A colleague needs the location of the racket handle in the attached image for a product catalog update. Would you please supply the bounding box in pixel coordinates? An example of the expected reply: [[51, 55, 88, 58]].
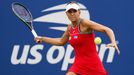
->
[[31, 29, 41, 43], [31, 29, 38, 37]]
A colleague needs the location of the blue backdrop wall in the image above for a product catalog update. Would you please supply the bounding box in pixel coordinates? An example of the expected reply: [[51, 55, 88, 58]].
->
[[0, 0, 134, 75]]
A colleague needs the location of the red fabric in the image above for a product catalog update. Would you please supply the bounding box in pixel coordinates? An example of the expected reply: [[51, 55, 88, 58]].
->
[[69, 26, 107, 75]]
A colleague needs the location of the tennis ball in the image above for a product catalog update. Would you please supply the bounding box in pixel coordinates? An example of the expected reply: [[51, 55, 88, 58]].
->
[[94, 37, 102, 44]]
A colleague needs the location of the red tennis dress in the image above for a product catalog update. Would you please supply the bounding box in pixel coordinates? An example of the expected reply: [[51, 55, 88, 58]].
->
[[69, 21, 108, 75]]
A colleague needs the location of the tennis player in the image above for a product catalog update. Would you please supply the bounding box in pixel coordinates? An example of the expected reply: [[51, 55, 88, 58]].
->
[[35, 1, 119, 75]]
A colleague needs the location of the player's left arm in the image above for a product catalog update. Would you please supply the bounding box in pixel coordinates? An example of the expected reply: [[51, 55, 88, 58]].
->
[[82, 20, 120, 54]]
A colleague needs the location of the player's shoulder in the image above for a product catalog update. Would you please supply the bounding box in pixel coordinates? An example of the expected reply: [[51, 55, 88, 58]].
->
[[67, 24, 72, 30]]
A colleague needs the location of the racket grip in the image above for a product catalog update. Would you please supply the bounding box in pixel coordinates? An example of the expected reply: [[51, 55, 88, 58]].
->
[[31, 29, 41, 43], [31, 29, 38, 37]]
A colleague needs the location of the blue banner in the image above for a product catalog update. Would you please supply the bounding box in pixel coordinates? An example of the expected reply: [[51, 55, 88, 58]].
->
[[0, 0, 134, 75]]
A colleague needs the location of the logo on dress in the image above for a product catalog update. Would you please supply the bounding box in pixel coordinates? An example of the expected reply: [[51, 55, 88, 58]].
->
[[74, 35, 78, 39]]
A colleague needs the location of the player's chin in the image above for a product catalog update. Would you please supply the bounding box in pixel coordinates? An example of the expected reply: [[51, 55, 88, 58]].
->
[[70, 18, 76, 22]]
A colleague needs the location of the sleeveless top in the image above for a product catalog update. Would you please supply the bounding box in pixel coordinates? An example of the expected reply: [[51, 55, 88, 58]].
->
[[69, 19, 106, 75]]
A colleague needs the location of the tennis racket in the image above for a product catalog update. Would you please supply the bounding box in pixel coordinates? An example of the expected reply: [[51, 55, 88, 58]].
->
[[12, 2, 38, 37]]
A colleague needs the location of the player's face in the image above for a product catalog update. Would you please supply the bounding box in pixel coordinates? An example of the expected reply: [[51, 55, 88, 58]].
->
[[66, 9, 80, 21]]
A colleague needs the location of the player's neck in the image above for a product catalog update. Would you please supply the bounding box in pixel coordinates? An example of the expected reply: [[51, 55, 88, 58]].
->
[[72, 19, 79, 28]]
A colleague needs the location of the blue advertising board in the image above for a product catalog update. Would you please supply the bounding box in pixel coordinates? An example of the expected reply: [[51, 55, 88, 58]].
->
[[0, 0, 134, 75]]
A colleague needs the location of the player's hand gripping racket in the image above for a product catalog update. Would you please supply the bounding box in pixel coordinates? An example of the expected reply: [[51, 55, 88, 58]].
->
[[12, 2, 40, 43]]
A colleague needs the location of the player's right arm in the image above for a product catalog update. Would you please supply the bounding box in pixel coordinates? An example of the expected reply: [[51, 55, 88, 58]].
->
[[35, 25, 70, 46]]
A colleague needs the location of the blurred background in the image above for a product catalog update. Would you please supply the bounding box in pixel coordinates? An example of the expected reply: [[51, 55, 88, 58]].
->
[[0, 0, 134, 75]]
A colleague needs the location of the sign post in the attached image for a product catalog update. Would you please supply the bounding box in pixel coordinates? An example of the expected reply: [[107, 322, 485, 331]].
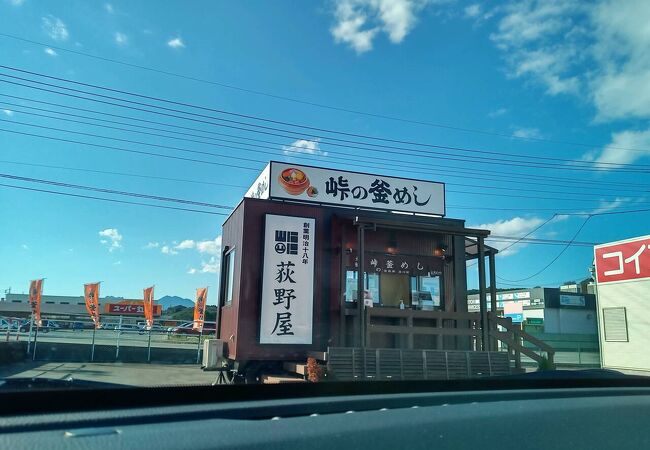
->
[[26, 313, 34, 355], [147, 328, 151, 362], [115, 316, 122, 360], [90, 327, 97, 362]]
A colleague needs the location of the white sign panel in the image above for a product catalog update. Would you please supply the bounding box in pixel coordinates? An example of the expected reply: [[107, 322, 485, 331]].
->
[[260, 214, 316, 344], [251, 161, 445, 216], [560, 295, 585, 306]]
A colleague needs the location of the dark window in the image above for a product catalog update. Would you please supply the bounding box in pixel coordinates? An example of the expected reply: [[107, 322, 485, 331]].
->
[[603, 307, 628, 342], [223, 249, 235, 305]]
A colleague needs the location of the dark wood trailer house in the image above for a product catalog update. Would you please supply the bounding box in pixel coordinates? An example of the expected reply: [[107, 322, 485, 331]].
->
[[217, 162, 549, 379]]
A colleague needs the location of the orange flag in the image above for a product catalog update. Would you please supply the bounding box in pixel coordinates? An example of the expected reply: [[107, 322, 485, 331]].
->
[[84, 283, 99, 328], [192, 287, 208, 332], [144, 286, 153, 330], [29, 278, 45, 327]]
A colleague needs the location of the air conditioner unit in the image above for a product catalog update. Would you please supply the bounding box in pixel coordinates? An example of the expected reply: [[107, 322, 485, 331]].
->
[[202, 339, 228, 370]]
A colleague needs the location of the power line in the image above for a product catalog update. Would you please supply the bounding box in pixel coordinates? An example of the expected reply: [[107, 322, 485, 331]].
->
[[5, 160, 650, 215], [0, 128, 262, 172], [0, 70, 650, 172], [0, 183, 228, 216], [5, 79, 647, 187], [467, 214, 557, 268], [0, 43, 647, 152], [0, 173, 616, 250], [497, 215, 593, 283], [5, 103, 648, 200], [0, 160, 248, 189], [5, 119, 648, 204], [0, 173, 233, 210]]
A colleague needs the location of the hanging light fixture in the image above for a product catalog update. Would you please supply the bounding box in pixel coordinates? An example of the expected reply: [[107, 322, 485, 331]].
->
[[433, 244, 447, 259]]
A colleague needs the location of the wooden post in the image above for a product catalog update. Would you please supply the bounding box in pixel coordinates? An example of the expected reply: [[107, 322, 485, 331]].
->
[[406, 311, 413, 350], [478, 236, 488, 351], [488, 250, 499, 352], [357, 224, 366, 348]]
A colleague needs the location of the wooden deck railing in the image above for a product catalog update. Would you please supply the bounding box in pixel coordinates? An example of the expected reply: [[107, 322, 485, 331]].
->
[[366, 308, 555, 368], [488, 312, 555, 368]]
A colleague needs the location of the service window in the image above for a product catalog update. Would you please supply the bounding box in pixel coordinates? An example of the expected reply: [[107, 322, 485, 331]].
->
[[345, 270, 379, 304], [223, 249, 235, 305], [411, 276, 441, 310]]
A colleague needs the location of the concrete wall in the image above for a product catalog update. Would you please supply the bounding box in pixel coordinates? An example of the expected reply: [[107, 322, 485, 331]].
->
[[544, 307, 598, 335], [597, 279, 650, 371]]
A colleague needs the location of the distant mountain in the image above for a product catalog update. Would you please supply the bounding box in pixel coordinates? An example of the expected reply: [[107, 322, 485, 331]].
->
[[156, 295, 194, 310]]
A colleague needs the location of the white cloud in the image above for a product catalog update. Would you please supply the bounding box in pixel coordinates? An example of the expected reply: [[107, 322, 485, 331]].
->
[[491, 0, 650, 163], [470, 217, 544, 256], [200, 256, 221, 273], [557, 197, 646, 219], [41, 15, 70, 41], [160, 245, 178, 255], [282, 139, 327, 156], [512, 128, 542, 139], [99, 228, 123, 252], [174, 239, 196, 250], [488, 108, 508, 118], [167, 37, 185, 48], [196, 236, 221, 255], [330, 0, 434, 53], [585, 129, 650, 168], [115, 31, 129, 46], [464, 3, 481, 18]]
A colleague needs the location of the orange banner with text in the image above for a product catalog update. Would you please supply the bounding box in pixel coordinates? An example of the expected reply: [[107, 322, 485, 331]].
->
[[143, 286, 153, 330], [84, 283, 99, 328], [29, 278, 44, 327], [192, 287, 208, 332]]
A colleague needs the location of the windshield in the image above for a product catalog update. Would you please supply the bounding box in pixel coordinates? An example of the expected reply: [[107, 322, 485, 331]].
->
[[0, 0, 650, 390]]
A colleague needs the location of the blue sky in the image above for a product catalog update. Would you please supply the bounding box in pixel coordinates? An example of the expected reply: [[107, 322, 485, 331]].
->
[[0, 0, 650, 303]]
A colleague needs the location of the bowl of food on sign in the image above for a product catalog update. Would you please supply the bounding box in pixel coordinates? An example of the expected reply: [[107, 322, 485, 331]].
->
[[278, 167, 309, 195]]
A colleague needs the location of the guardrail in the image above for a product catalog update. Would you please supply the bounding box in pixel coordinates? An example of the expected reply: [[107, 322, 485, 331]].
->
[[0, 315, 216, 363]]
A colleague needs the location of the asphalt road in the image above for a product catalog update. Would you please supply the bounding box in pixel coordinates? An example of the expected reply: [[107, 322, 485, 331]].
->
[[0, 361, 217, 386], [0, 330, 215, 349]]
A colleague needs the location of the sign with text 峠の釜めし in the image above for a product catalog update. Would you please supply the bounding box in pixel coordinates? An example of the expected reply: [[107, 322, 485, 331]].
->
[[260, 214, 316, 344], [246, 161, 445, 216]]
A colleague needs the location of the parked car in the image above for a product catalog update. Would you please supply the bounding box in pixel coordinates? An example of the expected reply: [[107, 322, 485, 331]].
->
[[70, 322, 95, 331], [115, 323, 139, 333], [19, 320, 61, 333], [171, 322, 216, 335], [0, 318, 13, 330], [167, 322, 192, 333], [138, 323, 167, 334]]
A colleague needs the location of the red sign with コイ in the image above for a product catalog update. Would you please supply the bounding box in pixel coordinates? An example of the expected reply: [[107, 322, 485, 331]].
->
[[105, 302, 162, 316], [594, 236, 650, 283]]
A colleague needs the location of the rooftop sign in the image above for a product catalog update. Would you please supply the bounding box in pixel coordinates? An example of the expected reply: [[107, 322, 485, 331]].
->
[[246, 161, 445, 216]]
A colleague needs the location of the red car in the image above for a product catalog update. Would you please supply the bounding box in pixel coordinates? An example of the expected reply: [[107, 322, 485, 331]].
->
[[171, 322, 217, 335]]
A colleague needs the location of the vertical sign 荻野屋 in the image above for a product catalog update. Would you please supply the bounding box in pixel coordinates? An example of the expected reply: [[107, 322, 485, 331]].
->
[[260, 214, 316, 344]]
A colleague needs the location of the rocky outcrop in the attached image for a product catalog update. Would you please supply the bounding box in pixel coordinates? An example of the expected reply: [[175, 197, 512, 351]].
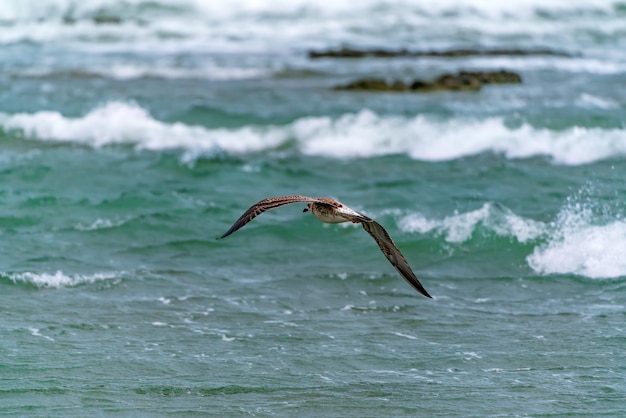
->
[[309, 48, 572, 58], [335, 70, 522, 93]]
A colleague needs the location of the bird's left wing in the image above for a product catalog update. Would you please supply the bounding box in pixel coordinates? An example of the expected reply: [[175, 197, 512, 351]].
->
[[361, 220, 432, 298]]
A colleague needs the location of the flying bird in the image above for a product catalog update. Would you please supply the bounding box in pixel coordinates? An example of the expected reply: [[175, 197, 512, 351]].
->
[[220, 195, 432, 298]]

YOUR TASK:
Copy the records word for word from their start through the line that contains "[[69, 26, 107, 75]]", including that line, and leave the pictures out of the copy.

FINAL RESULT:
A colleague needs the location of the racket handle in the attached image for a product catalog update. Would you please supply the bounding box in pixel coordinates? An example of the expected reply: [[51, 55, 88, 58]].
->
[[31, 29, 41, 43], [31, 29, 38, 37]]
A colleague needs the location of the blue backdrop wall in the image above for a product catalog update. Would you please supply the bounding box in pixel coordinates? An example of the expected reply: [[51, 55, 88, 58]].
->
[[0, 0, 134, 75]]
A colleague needs the location of the red fabric in the image above for a product catalog update. Would you please supply the bounding box in pixel coordinates? An example of the expected reply: [[51, 55, 88, 58]].
->
[[69, 26, 107, 75]]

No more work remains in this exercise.